[INFORMATION PROVIDED]
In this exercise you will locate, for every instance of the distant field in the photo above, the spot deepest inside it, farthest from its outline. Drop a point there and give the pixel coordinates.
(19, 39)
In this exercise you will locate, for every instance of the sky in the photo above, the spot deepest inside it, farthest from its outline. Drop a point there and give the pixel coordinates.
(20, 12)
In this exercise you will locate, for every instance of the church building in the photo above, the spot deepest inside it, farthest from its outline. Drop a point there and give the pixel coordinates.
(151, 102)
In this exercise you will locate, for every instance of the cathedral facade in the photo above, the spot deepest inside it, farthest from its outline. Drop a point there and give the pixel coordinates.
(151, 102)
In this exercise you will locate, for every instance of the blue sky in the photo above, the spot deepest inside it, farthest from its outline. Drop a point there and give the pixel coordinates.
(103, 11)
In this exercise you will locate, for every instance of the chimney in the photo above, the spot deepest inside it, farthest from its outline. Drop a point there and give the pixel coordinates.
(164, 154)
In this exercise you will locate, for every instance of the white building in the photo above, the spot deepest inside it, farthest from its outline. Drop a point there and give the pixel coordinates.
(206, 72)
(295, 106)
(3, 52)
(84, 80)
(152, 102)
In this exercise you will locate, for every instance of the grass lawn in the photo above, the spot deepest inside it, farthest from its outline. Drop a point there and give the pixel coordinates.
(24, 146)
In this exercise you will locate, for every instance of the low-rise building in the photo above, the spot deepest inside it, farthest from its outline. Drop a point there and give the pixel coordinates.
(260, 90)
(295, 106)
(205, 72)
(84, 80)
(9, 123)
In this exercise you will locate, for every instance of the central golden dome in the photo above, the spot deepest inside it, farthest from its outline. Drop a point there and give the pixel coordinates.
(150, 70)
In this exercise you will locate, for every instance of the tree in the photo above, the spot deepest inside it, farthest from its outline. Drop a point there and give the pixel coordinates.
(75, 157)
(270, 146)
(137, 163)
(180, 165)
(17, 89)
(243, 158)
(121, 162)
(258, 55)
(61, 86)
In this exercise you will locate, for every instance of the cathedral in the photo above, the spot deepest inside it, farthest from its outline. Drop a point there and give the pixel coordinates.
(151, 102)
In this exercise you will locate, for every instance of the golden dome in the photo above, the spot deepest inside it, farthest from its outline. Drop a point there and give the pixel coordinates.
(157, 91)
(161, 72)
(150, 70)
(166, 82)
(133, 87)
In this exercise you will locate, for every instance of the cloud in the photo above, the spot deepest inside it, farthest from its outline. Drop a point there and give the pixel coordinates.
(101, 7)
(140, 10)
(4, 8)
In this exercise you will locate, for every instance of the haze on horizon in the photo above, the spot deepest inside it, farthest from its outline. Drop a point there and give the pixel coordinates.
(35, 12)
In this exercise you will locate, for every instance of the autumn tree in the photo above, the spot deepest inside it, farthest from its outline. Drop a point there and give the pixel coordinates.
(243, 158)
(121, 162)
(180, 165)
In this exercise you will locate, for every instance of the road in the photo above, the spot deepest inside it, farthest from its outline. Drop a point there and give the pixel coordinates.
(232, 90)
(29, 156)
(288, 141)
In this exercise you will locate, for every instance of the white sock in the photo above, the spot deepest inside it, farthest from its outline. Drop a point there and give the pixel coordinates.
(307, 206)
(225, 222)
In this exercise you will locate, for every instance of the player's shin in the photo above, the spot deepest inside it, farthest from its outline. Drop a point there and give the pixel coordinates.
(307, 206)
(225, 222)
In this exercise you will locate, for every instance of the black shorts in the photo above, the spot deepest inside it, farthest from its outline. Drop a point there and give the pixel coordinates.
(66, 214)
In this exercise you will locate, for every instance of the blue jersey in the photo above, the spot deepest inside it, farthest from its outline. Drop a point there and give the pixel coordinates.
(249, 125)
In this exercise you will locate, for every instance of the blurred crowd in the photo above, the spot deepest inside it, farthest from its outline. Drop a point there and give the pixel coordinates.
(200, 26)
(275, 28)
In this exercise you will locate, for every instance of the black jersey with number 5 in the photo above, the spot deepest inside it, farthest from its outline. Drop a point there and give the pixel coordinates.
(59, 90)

[WHAT THE EXERCISE ASKS] Repeat every entry word for word.

[WRITTEN SOLUTION]
In this exercise you will locate, for every instance of the distant field in the photo above, the spot deepest inside it, farthest from its outline. Drop a point there and give the pixel coordinates.
(19, 39)
In this exercise you will locate, for every instance of the sky in the photo above, the spot deepest inside it, farthest from its outline. Drop a point there and give the pixel coordinates.
(20, 12)
In this exercise you will locate, for every instance of the church building in the photo above, the spot deepest inside it, farthest from its outline. Drop a point there and give the pixel coordinates.
(151, 102)
In this exercise you will locate, for every instance of the cathedral facade in the photo above, the spot deepest inside it, farthest from its outline. Drop a point there and give the pixel coordinates.
(151, 102)
In this exercise you will locate, for every instance of the blue sky in the photo above, the spot deepest inside it, farthest from its outline. Drop a point there and give the pixel coordinates.
(103, 11)
In this exercise you will locate, for every instance of the chimney in the photo above, the spot deepest inside it, farthest from its outline. Drop a point there and give the pixel coordinates.
(164, 154)
In this exercise you will locate, for every instance of the white building in the photo above, the spot deepest inside it, farthest from its outline. Drop a point there and give the pixel coordinates.
(206, 72)
(295, 106)
(3, 52)
(84, 80)
(152, 102)
In this exercise you will locate, for every instance of the grass lawn in the photo above, the spot deepest inside it, farthest from its outline. Drop a point there and give the pixel coordinates.
(24, 146)
In this exercise you will locate, for every instance of the low-rise building in the photo above, the spot deepest inside it, farthest from its outline. Drop a point there and give the pixel coordinates.
(260, 90)
(295, 106)
(205, 72)
(84, 80)
(9, 123)
In this exercise you will locate, for every instance of the central golden dome in the photo above, the spot deepest inside it, farthest from its outline. Drop a point there and give the pixel coordinates.
(150, 70)
In this exercise you will locate, for every instance of the tree in the photo above, the spot deepest inside it, farthest from its outline. Drop a point there and give the pixel coordinates.
(75, 157)
(270, 146)
(137, 163)
(180, 165)
(17, 89)
(243, 158)
(121, 162)
(258, 55)
(61, 86)
In this exercise you will locate, for every instance of the cathedral in the photo above, the spot deepest inside it, farthest from its outline. Drop a point there and give the pixel coordinates.
(151, 102)
In this exercise you will locate, for every instance of the golden dome in the photo above, the spot deepest inside it, farthest from its outline. Drop a point there and give the pixel coordinates.
(157, 91)
(161, 72)
(150, 70)
(166, 82)
(133, 87)
In this exercise you will locate, for every instance of the cloud in the photo above, the spot deepest inside it, farthest from its outline. Drop a point there and give the pixel coordinates.
(101, 7)
(140, 10)
(4, 8)
In this exercise you will locate, for every instance of the haze on horizon in the photo above, the spot deepest inside it, farthest from its outline. Drop a point there and give the pixel coordinates.
(35, 12)
In this exercise you will locate, for every instance of the autumn tree in the photo above, the spot deepest inside it, farthest from its outline. Drop a point there and give the pixel coordinates.
(243, 158)
(121, 162)
(180, 165)
In this exercise you will locate, for every instance of the road in the photo above, the spot deepest inside it, farthest from its outline. Drop a point there and give the pixel coordinates.
(232, 90)
(29, 156)
(288, 141)
In this exercise you will locate, for every instance of the white sock in the photo above, the spot deepest inside it, farthest from its outline. Drop a point there and give the pixel coordinates.
(307, 206)
(225, 222)
In this exercise you will locate, for every instance of the player's shin in the photo above, the spot deepest inside it, farthest from its outline. Drop a point there and give the pixel coordinates.
(307, 206)
(225, 222)
In this exercise you will locate, for every instance of the black shorts in the photo above, the spot deepest inside it, farthest from its outline. Drop a point there and give the pixel coordinates.
(66, 214)
In this exercise you will locate, for every instance of the blue jersey in the photo above, the spot deepest inside it, farthest from its outline. Drop a point there and give the pixel coordinates.
(249, 125)
In this exercise you will locate, for every instance of the blurred crowd in the photo above, the spot deepest inside it, farthest from its outline. Drop a point there and give the pixel coordinates.
(200, 26)
(275, 28)
In this exercise you will locate, for every instance of the black jersey with number 5 in the photo above, the spot deepest inside it, farthest from its outline. Drop a point there and give the pixel coordinates.
(59, 90)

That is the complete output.